Return the material word for word. Do not include pictures.

BEGIN DATA TO USE

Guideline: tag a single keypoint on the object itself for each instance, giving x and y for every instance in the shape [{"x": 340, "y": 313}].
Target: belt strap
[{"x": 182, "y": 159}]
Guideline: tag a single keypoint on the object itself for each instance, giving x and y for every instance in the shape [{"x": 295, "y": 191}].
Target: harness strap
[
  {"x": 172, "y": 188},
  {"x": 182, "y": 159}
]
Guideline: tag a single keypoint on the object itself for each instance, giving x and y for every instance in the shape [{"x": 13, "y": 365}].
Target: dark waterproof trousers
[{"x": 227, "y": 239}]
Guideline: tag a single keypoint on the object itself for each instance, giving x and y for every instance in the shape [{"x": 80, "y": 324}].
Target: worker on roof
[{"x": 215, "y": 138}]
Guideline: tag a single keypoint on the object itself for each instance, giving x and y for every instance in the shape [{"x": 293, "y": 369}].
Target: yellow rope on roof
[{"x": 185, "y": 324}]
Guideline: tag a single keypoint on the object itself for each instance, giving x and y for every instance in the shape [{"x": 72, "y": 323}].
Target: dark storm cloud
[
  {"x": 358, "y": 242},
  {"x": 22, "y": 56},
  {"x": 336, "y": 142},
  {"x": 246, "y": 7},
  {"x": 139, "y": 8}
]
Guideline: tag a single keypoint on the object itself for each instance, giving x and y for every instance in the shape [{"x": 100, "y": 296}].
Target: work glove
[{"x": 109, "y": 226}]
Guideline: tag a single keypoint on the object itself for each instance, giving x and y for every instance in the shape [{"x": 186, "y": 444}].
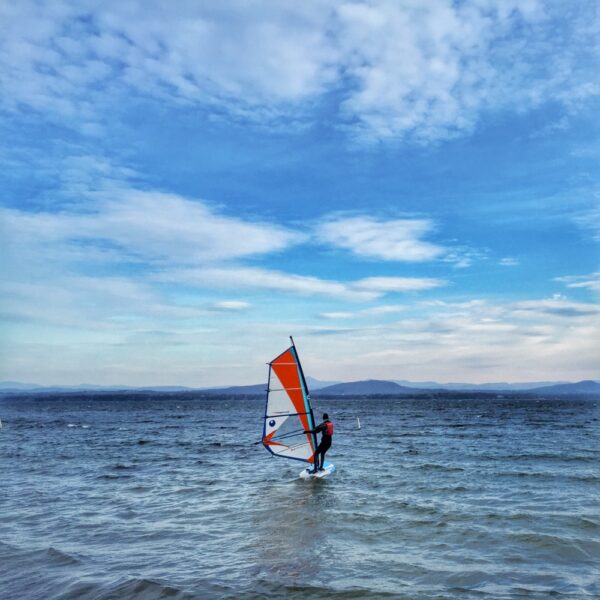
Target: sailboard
[{"x": 288, "y": 412}]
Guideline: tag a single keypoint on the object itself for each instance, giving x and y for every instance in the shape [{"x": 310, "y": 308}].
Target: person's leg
[
  {"x": 324, "y": 448},
  {"x": 316, "y": 459}
]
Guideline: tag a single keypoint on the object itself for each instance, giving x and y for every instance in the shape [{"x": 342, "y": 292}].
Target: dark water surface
[{"x": 167, "y": 497}]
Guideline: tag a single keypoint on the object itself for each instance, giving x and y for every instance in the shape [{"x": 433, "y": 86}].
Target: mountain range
[{"x": 367, "y": 387}]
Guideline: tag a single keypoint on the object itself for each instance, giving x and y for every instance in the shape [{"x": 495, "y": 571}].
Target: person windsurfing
[{"x": 326, "y": 431}]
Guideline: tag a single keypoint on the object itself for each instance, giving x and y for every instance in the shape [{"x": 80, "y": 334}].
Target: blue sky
[{"x": 410, "y": 189}]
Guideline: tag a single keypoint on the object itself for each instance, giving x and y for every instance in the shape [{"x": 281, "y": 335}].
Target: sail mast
[{"x": 310, "y": 415}]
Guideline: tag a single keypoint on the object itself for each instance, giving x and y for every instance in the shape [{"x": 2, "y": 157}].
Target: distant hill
[
  {"x": 581, "y": 387},
  {"x": 366, "y": 387}
]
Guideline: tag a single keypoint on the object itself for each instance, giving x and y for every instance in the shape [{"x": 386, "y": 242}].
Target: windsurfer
[{"x": 326, "y": 431}]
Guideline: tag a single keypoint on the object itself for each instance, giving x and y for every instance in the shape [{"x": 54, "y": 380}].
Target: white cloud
[
  {"x": 374, "y": 311},
  {"x": 427, "y": 70},
  {"x": 132, "y": 225},
  {"x": 590, "y": 282},
  {"x": 395, "y": 240},
  {"x": 399, "y": 284},
  {"x": 476, "y": 341},
  {"x": 231, "y": 305},
  {"x": 252, "y": 278}
]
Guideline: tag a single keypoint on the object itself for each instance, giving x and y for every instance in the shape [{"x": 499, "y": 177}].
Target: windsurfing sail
[{"x": 288, "y": 413}]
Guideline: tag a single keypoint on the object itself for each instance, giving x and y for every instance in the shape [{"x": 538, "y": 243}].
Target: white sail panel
[{"x": 288, "y": 414}]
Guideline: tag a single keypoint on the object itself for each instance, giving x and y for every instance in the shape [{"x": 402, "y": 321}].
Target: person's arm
[{"x": 317, "y": 429}]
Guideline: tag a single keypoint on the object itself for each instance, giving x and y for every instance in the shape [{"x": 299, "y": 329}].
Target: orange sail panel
[{"x": 288, "y": 412}]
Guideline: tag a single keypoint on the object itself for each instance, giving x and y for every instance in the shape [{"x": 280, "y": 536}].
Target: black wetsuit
[{"x": 324, "y": 445}]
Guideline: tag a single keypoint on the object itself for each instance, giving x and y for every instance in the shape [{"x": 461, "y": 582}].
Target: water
[{"x": 152, "y": 497}]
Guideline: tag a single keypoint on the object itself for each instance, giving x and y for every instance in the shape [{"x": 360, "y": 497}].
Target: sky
[{"x": 411, "y": 189}]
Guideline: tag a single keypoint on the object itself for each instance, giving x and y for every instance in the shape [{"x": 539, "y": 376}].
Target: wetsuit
[{"x": 326, "y": 431}]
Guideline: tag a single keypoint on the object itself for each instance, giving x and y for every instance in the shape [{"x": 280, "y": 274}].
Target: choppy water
[{"x": 167, "y": 497}]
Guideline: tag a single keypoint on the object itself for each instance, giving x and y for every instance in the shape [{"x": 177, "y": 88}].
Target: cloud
[
  {"x": 427, "y": 71},
  {"x": 393, "y": 240},
  {"x": 146, "y": 227},
  {"x": 231, "y": 305},
  {"x": 475, "y": 341},
  {"x": 367, "y": 312},
  {"x": 589, "y": 282},
  {"x": 252, "y": 278},
  {"x": 399, "y": 284}
]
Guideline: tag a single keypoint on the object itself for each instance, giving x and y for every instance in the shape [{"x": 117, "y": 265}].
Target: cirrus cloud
[{"x": 394, "y": 240}]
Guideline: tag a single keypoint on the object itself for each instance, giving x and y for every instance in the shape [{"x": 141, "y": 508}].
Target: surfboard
[
  {"x": 328, "y": 469},
  {"x": 288, "y": 412}
]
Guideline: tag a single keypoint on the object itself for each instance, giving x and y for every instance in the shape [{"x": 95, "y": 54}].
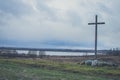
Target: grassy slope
[{"x": 28, "y": 69}]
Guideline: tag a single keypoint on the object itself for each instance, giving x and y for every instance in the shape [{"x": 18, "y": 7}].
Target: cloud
[{"x": 59, "y": 22}]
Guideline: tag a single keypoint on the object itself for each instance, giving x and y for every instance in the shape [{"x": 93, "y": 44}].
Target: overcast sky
[{"x": 59, "y": 23}]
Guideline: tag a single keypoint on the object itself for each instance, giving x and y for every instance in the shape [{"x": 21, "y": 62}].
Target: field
[{"x": 53, "y": 69}]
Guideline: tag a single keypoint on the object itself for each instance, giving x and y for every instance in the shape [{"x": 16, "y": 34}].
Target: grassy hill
[{"x": 40, "y": 69}]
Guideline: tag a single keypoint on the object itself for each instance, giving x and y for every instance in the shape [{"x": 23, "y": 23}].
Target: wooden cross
[{"x": 96, "y": 24}]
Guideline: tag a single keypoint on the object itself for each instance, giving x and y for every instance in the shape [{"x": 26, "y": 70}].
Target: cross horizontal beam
[{"x": 97, "y": 23}]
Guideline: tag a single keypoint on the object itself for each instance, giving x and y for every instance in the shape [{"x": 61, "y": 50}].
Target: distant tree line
[
  {"x": 114, "y": 52},
  {"x": 14, "y": 53}
]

END DATA TO USE

#### [EXERCISE RESPONSE]
Guideline: tag a single keypoint on the object itself for each instance, giving x and y for every instance in the shape [{"x": 340, "y": 313}].
Target: belt strap
[{"x": 182, "y": 159}]
Guideline: tag a single keypoint on the object itself for each instance, giving x and y for every instance in the shape [{"x": 295, "y": 191}].
Target: harness strap
[
  {"x": 172, "y": 188},
  {"x": 182, "y": 159}
]
Guideline: tag a single keypoint on the object itself for each instance, giving x and y for every instance in the shape [{"x": 13, "y": 365}].
Target: dark waterproof trousers
[{"x": 227, "y": 239}]
Guideline: tag a single keypoint on the object itself for each instance, giving x and y for every instance in the shape [{"x": 80, "y": 324}].
Target: worker on roof
[{"x": 215, "y": 138}]
Guideline: tag a single keypoint on the object itself for each instance, giving x and y for every instance in the shape [{"x": 293, "y": 369}].
Target: yellow rope on roof
[{"x": 185, "y": 324}]
Guideline: tag a single keypoint on the object itself for each instance, giving x and y for every instance in the shape [{"x": 72, "y": 323}].
Target: dark storm cloud
[
  {"x": 358, "y": 242},
  {"x": 22, "y": 56},
  {"x": 336, "y": 142},
  {"x": 246, "y": 7},
  {"x": 139, "y": 8}
]
Guideline: tag a single keypoint on the object itself for each instance, giving x and y for every instance in the shape [{"x": 100, "y": 296}].
Target: work glove
[{"x": 109, "y": 226}]
Guideline: tag a single keypoint on the object itself for each instance, giving x and y for every instance in the shape [{"x": 186, "y": 444}].
Target: sailboard
[{"x": 288, "y": 412}]
Guideline: tag a single keypoint on the object itself for each instance, giving x and y for every instance in the shape [{"x": 310, "y": 308}].
Target: person's leg
[
  {"x": 324, "y": 448},
  {"x": 316, "y": 459}
]
Guideline: tag a single keypoint on the object itself for each instance, giving x and y for every instance in the shape [{"x": 342, "y": 292}].
Target: dark water surface
[{"x": 167, "y": 497}]
Guideline: tag a single keypoint on the object itself for each instance, giving x and y for every instance in the shape [{"x": 433, "y": 86}].
Target: mountain range
[{"x": 367, "y": 387}]
Guideline: tag a single keypoint on the object itself for each instance, giving x and y for every instance in the shape [{"x": 495, "y": 571}].
Target: person windsurfing
[{"x": 326, "y": 431}]
Guideline: tag a single keypoint on the object itself for each instance, giving x and y for every instance in the shape [{"x": 80, "y": 334}].
Target: blue sky
[{"x": 410, "y": 189}]
Guideline: tag a single keypoint on the object itself for each instance, giving x and y for every instance in the shape [{"x": 281, "y": 335}].
Target: sail mast
[{"x": 310, "y": 415}]
Guideline: tag a single keypoint on the object itself for each instance, giving x and y for every instance in the shape [{"x": 2, "y": 157}].
Target: distant hill
[
  {"x": 581, "y": 387},
  {"x": 366, "y": 387}
]
Guideline: tag a single keypoint on the object itself for each instance, giving x and y for every instance in the shape [{"x": 386, "y": 242}].
Target: windsurfer
[{"x": 326, "y": 431}]
Guideline: tag a single keypoint on the object itself for each instance, giving x and y for every instance in the shape [{"x": 54, "y": 380}].
Target: white cloud
[
  {"x": 374, "y": 311},
  {"x": 427, "y": 70},
  {"x": 132, "y": 225},
  {"x": 590, "y": 282},
  {"x": 395, "y": 240},
  {"x": 399, "y": 284},
  {"x": 476, "y": 341},
  {"x": 231, "y": 305},
  {"x": 252, "y": 278}
]
Guideline: tag a single keypoint on the object itself for each instance, giving x and y for every instance in the shape [{"x": 499, "y": 177}].
Target: windsurfing sail
[{"x": 288, "y": 413}]
Guideline: tag a single keypoint on the object itself for each instance, giving x and y for every instance in the shape [{"x": 538, "y": 243}].
Target: white sail panel
[{"x": 288, "y": 414}]
Guideline: tag a single keypoint on the object itself for each instance, giving x and y for every instance in the shape [{"x": 402, "y": 321}].
Target: person's arm
[{"x": 317, "y": 429}]
Guideline: tag a single keypoint on the object itself for each instance, giving x and y for every instance in the shape [{"x": 299, "y": 329}].
Target: orange sail panel
[{"x": 288, "y": 412}]
Guideline: tag a single keypoint on the object itself for each instance, giving x and y for every instance in the shape [{"x": 280, "y": 536}].
Target: black wetsuit
[{"x": 324, "y": 445}]
Guideline: tag a single keypoint on the object itself for each instance, giving x and y for every instance in the shape [{"x": 461, "y": 582}].
Target: water
[{"x": 152, "y": 497}]
Guideline: tag a single keypoint on the object itself for each instance, giving x and y for every instance in the shape [{"x": 360, "y": 497}].
Target: sky
[{"x": 411, "y": 189}]
Guideline: tag a single keypoint on the object itself for each instance, giving x and y for every instance in the shape [{"x": 539, "y": 376}].
Target: wetsuit
[{"x": 326, "y": 431}]
Guideline: tag a single keypoint on the object itself for each instance, giving x and y for every instance in the shape [{"x": 280, "y": 274}].
Target: choppy water
[{"x": 167, "y": 497}]
Guideline: tag a single keypoint on the object itself for each instance, giving x and y for every instance in the shape [{"x": 177, "y": 88}].
Target: cloud
[
  {"x": 427, "y": 71},
  {"x": 393, "y": 240},
  {"x": 146, "y": 227},
  {"x": 231, "y": 305},
  {"x": 475, "y": 341},
  {"x": 367, "y": 312},
  {"x": 589, "y": 282},
  {"x": 252, "y": 278},
  {"x": 399, "y": 284}
]
Guideline: tag a single keypoint on the object itself for each instance, giving x and y for every instance in the shape [{"x": 117, "y": 265}].
Target: cirrus cloud
[{"x": 394, "y": 240}]
Guideline: tag a single keypoint on the object itself for each instance, giving x and y for every instance in the shape [{"x": 141, "y": 508}].
Target: surfboard
[
  {"x": 328, "y": 469},
  {"x": 288, "y": 412}
]
Guideline: tag a single keypoint on the object itself for each instance, giving x and y for every instance in the shape [{"x": 95, "y": 54}].
Target: grassy slope
[{"x": 28, "y": 69}]
Guideline: tag a single keypoint on the object itself for each instance, giving x and y for every instance in the shape [{"x": 18, "y": 7}].
Target: cloud
[{"x": 59, "y": 22}]
Guideline: tag a single keypoint on the object itself for each instance, giving x and y for every instance in the shape [{"x": 93, "y": 44}].
Target: overcast sky
[{"x": 59, "y": 23}]
Guideline: tag a single keypoint on the object itself for each instance, giving x and y for every instance in the shape [{"x": 21, "y": 62}].
Target: field
[{"x": 53, "y": 69}]
Guideline: tag a single keypoint on the object itself for each instance, giving x and y for every instance in the shape [{"x": 16, "y": 34}].
Target: grassy hill
[{"x": 40, "y": 69}]
Guideline: tag a single keypoint on the object itself for each instance, giving x and y for every instance in the shape [{"x": 23, "y": 23}].
Target: wooden cross
[{"x": 96, "y": 24}]
Guideline: tag a single keypoint on the object itself for each instance, giving x and y for every instance in the shape [{"x": 26, "y": 70}].
Target: cross horizontal beam
[{"x": 97, "y": 23}]
Guideline: tag a single keypoint on the object itself for each instance, giving x and y for every instance in the shape [{"x": 61, "y": 50}].
Target: distant tree line
[
  {"x": 114, "y": 52},
  {"x": 14, "y": 53}
]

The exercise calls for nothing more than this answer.